[Stored items]
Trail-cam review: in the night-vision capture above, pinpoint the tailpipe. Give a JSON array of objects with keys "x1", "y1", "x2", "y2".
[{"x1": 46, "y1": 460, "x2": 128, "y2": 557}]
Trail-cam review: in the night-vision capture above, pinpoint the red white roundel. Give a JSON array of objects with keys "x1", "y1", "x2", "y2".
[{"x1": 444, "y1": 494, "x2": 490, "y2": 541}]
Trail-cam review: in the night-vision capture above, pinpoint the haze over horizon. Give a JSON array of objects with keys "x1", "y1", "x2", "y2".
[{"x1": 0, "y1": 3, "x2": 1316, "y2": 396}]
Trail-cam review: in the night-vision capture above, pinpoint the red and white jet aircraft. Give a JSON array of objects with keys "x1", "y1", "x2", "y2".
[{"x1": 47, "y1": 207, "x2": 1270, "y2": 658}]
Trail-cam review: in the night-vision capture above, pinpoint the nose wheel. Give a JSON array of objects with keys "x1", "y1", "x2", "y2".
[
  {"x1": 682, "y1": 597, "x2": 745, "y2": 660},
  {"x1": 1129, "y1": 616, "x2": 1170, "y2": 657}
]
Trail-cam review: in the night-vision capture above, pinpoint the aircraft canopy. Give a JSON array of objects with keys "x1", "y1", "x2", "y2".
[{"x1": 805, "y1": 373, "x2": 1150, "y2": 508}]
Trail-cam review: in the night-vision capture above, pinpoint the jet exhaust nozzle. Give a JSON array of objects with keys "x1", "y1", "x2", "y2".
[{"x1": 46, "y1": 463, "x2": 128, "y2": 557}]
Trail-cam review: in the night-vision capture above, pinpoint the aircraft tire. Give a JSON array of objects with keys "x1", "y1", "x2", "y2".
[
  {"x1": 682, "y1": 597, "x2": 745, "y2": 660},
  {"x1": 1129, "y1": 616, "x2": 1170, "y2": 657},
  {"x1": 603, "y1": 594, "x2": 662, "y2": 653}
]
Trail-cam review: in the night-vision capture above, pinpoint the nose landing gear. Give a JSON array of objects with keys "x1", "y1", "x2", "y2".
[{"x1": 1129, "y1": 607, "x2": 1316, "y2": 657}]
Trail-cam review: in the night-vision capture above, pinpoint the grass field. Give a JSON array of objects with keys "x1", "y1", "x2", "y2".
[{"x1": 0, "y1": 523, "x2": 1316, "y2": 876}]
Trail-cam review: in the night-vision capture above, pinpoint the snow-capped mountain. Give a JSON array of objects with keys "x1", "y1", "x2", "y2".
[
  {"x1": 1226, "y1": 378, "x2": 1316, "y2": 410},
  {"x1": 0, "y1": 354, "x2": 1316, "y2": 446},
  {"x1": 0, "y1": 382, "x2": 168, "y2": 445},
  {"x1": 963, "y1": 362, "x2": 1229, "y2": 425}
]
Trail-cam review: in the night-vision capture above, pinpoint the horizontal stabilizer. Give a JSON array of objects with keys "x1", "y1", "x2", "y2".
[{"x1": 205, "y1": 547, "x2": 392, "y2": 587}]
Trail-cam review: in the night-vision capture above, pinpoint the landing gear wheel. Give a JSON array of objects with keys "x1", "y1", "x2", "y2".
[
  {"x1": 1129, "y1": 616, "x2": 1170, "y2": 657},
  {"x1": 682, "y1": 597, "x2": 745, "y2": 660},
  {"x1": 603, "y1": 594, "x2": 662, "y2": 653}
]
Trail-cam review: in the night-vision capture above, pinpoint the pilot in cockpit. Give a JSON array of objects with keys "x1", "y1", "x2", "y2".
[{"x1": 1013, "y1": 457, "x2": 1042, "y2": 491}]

> _YOUR TASK_:
State how many lines in the entries above contain the word "nose", and give only that number.

> _RESPONSE TO THE EXERCISE_:
2